┌──
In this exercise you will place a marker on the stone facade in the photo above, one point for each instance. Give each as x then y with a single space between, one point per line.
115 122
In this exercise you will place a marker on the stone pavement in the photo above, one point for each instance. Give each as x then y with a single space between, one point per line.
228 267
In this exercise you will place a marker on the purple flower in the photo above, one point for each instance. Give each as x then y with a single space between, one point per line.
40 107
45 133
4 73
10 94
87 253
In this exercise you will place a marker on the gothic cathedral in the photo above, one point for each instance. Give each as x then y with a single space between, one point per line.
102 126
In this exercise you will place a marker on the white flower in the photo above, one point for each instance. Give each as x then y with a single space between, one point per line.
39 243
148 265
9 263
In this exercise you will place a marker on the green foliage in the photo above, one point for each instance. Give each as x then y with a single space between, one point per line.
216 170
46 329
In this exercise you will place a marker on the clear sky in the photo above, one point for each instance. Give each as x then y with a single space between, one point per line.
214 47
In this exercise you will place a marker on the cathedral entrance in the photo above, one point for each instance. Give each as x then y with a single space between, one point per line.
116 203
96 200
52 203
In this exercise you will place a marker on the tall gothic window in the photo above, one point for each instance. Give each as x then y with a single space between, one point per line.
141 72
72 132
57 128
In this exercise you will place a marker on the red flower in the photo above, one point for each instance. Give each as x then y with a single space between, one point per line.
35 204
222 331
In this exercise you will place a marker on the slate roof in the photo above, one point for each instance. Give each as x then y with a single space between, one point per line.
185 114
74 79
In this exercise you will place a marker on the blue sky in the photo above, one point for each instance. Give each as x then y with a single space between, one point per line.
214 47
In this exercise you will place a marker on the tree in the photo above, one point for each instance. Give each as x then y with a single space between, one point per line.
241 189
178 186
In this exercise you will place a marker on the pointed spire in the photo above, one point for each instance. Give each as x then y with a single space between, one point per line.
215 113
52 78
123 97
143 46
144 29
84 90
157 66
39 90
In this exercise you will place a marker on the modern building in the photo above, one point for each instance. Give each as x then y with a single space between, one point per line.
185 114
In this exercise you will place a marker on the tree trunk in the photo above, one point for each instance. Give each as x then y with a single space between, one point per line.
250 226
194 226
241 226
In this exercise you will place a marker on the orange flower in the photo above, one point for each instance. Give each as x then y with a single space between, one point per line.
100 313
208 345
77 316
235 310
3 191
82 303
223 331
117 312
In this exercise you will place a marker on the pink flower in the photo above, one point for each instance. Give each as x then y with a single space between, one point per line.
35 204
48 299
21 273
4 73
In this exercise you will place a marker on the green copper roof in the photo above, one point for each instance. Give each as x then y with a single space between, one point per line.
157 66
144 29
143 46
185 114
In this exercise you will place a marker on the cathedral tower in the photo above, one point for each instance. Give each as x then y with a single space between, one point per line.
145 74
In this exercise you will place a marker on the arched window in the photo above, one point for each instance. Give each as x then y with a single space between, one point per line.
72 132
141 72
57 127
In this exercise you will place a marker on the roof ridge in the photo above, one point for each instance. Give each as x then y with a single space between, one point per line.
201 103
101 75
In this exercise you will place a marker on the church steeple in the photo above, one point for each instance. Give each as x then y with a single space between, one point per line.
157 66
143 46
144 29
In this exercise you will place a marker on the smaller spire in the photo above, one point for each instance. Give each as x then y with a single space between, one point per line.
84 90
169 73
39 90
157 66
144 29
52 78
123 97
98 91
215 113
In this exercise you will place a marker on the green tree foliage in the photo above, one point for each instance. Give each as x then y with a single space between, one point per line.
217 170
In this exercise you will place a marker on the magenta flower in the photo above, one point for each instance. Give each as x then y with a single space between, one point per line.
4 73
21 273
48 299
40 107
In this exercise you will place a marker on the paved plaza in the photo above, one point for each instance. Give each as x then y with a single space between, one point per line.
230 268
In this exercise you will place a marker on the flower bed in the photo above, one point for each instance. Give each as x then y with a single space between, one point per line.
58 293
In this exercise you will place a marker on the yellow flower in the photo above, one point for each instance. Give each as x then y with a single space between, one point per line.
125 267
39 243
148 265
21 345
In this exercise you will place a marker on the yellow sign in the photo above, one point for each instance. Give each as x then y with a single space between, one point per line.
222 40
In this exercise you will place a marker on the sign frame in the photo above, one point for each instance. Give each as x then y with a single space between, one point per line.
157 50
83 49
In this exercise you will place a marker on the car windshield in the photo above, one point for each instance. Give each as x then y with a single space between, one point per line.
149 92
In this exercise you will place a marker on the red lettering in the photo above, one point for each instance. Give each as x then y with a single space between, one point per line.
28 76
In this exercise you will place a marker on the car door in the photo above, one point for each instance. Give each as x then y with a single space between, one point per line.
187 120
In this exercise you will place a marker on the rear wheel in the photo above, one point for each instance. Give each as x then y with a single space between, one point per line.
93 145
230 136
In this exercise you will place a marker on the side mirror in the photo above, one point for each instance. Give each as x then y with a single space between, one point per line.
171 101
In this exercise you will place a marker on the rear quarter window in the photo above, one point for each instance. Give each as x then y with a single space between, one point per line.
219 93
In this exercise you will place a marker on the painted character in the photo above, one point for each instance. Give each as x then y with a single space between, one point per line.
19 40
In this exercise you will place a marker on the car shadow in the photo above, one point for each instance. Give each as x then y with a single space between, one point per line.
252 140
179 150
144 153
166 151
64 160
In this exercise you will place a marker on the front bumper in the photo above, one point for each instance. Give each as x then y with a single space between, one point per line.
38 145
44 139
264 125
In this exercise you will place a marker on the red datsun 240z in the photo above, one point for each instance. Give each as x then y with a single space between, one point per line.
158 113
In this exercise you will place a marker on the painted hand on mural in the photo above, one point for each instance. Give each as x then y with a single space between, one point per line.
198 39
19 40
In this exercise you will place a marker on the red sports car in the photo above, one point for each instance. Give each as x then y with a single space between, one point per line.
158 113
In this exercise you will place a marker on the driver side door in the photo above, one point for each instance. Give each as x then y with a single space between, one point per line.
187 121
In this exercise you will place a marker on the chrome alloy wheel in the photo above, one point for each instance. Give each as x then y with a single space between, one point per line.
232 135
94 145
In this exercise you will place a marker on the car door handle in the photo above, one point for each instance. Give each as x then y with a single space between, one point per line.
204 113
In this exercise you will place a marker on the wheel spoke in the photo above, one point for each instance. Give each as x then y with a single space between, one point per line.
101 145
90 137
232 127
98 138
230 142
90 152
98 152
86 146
└──
What you should do: Once you have read the records above, set each one down again exactly.

Result:
In this exercise you will place a marker on the stone facade in the photo above, one point for each instance. Give each as x then y with a single space between, one point per line.
115 122
In this exercise you will place a marker on the stone pavement in the photo above, one point for each instance. Give each as x then y with a single space between, one point per line.
228 267
In this exercise you will place a marker on the purple flower in the photo above, one point for each instance. Give each as x then y with a single space between, one point per line.
40 107
45 133
4 73
10 94
87 253
In this exercise you will place a marker on the gothic cathedral in the photo above, one point for each instance. Give each as x then y with a single space between, one point per line.
102 126
In this exercise you will place a marker on the white flower in the photo above, one point for each instance. Give each as x then y with a single space between, one point per line.
39 243
148 265
9 263
In this exercise you will place a marker on the green foliage in the photo above, one point for each instance. Give each as x then y with a single space between, one point per line.
216 170
46 329
In this exercise you will place a marker on the clear sky in the photo above, one point for each instance. Give each as x then y with a single space between, one point per line.
214 47
In this exercise you will place a marker on the cathedral entrance in the photo above, one point for each instance. Give each as x then y with a single space between, one point per line.
116 203
96 200
52 203
In this exercise you will place a marker on the tall gothic window in the photo above, one point for each instance. Give each as x then y with a single space between, one point per line.
141 72
72 132
57 128
In this exercise you will place a marker on the red flower in the photo above, one point for each instance. Give each as x then y with a single space between, one point per line.
35 204
222 331
In this exercise you will place a marker on the slate roof in the photo above, one point for each instance. Give each as x then y with a single space between, one point per line.
185 114
74 79
In this exercise you will place a marker on the blue sky in the photo above, one point for each instance. Give each as x then y with a single space between, one point per line.
214 47
In this exercise you will place a marker on the tree in the photo above, one point for each instance. Give each as x then y with a single space between, one point per line.
241 189
178 186
In this exercise you will place a marker on the pointed spire in the photo above, one point for each instance. Give each as x then y with a single space between, one point per line.
215 113
52 78
123 97
143 46
144 29
84 90
157 66
39 90
In this exercise you will place a marker on the modern building in the photo above, one point for each instance. Give each as x then y with a single space between, one point per line.
185 114
In this exercise you will place a marker on the tree trunk in the photo above, one point for each instance. Give each as x then y with a single space between, one point per line.
250 226
194 226
241 226
In this exercise you will place a marker on the orange flower in the photo above, one point for each instance. Give each as x then y with a single space between, one point per line.
100 313
208 345
77 316
235 310
3 191
82 303
223 331
117 312
In this exercise you will place a marker on the pink flower in the photo above, one point for each instance. Give each as x then y with a single space between, one point per line.
35 204
48 299
21 273
4 73
In this exercise you will place a marker on the green copper roof in the photo above, one point for each instance. Give each as x then y with a single space between, one point per line.
157 66
144 29
143 46
185 114
In this exercise you will place a marker on the cathedral tower in the photo above, one point for each instance. Give each as x then y with a single space between, one point per line.
145 74
In this exercise you will place a marker on the arched window in the photo above, one point for each instance. Give each as x then y with a single space between, one point per line.
72 132
141 72
57 127
In this exercise you will place a marker on the roof ridge in the photo above, one point for each instance. Give each as x then y with a single space between, one point per line.
201 103
101 75
In this exercise you will place a marker on the church steeple in the photo above, one point for each instance. Give each as x then y with a single space between, one point per line.
157 66
143 46
144 29
In this exercise you will place a marker on the smaller spire in the photo above, one point for each instance. Give each as x then y with a single space between, one point per line.
84 90
169 73
39 90
157 66
144 29
52 78
123 97
98 91
215 113
In this exercise you will place a marker on the green tree foliage in the photo above, one point for each instance. Give each as x then y with a single space between, one point per line.
217 170
In this exercise you will place a marker on the magenta flower in the photo above, one point for each instance. Give each as x then y with a single space between, one point per line.
4 73
21 273
48 299
40 107
In this exercise you will place a marker on the paved plaza in the photo above, one point for each instance. Give each as x then y with a single space between, one point per line.
230 268
In this exercise you will place a marker on the flower bed in the photo above, one point for each instance. Give each as x then y with a single space between, one point per line.
58 293
In this exercise you will place a marker on the yellow flower in the photo above, one point for each instance. Give each as x then y with a single space between, one point per line.
125 267
39 243
148 265
21 345
In this exercise you will place a marker on the yellow sign in the photo above, one point for each instance. Give each as x then y with a single space between, one point per line.
222 40
In this exercise you will place a marker on the sign frame in the photo above, one point for each instance. Give each as x then y with a single space between, one point per line.
157 50
83 49
In this exercise you will place a marker on the car windshield in the photo above, one point for each instance. Give each as x then y with a single space between, one point per line.
149 92
In this exercise you will place a marker on the red lettering in the photo above, one point for each instance. Give each as x then y with a single space between, one point per line.
28 76
In this exercise you will place a marker on the car door in the photo above, one point for each instance. Give each as x then y with a single space between, one point per line.
187 120
In this exercise you will place a marker on the rear wheel in the photo above, one point for each instance. Give each as x then y with a single space between, one point per line.
93 145
230 136
In this exercise you will place a marker on the side mirror in the photo above, one point for each instance. Give each as x then y with a single space between, one point per line.
171 101
In this exercise you will place a marker on the rear quarter window in the photo above, one point for each instance. Give each as x then y with a single space between, one point per line.
219 93
In this exercise you will place a marker on the painted character in the photo above, one point for each instance. Give each as x then y with a single space between, one point per line.
19 40
In this exercise you will place a marker on the car shadow in the photo above, one point for each instance. Give each as x then y with a single space between, one point per line.
252 140
179 150
144 153
166 151
64 160
In this exercise you will place a marker on the front bumper in the photo above, one point for each instance. Give each as x then y with a single space between, one point per line.
38 145
44 139
264 125
In this exercise you will place a marker on the red datsun 240z in the photo above, one point for each instance. Give each as x then y with a single space between, one point per line.
158 113
In this exercise you will place a marker on the painted hand on mural in the photo above, one point for each instance. Give each as x then y with a single space between, one point per line.
198 39
19 40
In this exercise you will place a marker on the red sports car in the photo above, one point for each instance. Give each as x then y with a single space between, one point per line.
158 113
In this exercise you will place a marker on the driver side door in the photo above, one point for each instance. Give each as x then y with a single space between, one point per line.
187 121
In this exercise you will place a marker on the chrome alloy wheel in the photo above, one point for each instance. Give each as x then y with a single space between, one point per line.
232 135
94 145
In this exercise you will place a marker on the car door handle in the photo above, one point for each instance. Give each as x then y with a single space between, one point per line.
204 113
In this exercise you will place a marker on the wheel spoke in the photo above, one point for each instance. Give each as x then y with a single space between, one point per line.
101 145
90 137
232 127
98 138
230 142
90 152
98 152
86 146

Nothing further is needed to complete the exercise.